* Start RECORDS FOR PROCESSING *
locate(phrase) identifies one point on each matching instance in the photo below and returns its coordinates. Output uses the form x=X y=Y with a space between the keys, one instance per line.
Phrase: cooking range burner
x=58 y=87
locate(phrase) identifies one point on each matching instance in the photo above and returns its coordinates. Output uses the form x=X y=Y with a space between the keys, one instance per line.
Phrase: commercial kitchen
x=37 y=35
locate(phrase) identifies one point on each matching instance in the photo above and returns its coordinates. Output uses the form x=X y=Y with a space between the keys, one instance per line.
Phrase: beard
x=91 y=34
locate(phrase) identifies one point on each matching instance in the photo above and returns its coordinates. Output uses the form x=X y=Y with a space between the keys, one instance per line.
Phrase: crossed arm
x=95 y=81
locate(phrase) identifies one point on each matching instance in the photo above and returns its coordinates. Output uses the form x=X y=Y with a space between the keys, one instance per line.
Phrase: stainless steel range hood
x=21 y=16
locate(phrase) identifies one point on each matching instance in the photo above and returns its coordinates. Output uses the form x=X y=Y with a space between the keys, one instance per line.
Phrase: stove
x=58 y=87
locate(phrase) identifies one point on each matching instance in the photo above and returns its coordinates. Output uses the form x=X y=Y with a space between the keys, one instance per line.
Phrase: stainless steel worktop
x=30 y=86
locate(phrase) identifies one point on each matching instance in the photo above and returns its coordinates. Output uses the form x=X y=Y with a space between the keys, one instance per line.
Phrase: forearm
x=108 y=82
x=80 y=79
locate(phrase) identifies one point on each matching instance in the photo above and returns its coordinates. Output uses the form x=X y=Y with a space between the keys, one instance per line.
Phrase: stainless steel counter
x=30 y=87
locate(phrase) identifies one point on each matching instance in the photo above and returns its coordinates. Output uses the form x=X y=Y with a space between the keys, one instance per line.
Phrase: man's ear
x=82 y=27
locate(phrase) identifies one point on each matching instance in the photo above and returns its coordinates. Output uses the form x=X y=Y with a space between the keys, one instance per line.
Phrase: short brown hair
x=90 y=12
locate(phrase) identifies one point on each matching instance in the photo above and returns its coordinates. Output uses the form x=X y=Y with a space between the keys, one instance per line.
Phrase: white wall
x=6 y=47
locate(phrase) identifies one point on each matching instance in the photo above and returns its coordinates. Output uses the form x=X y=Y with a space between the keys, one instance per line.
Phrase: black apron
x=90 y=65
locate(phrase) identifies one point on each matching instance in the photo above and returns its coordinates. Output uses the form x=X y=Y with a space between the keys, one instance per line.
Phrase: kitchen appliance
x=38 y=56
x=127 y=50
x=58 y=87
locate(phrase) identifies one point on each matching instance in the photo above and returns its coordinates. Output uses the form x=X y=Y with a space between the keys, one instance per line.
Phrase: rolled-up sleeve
* End RECORDS FOR PROCESSING *
**AIM:** List every line above that contains the word "steel", and copy each of those lines in full. Case counts, so match only that exact capitalization.

**FULL OUTPUT:**
Phrase: stainless steel range hood
Phrase: stainless steel worktop
Phrase: stainless steel counter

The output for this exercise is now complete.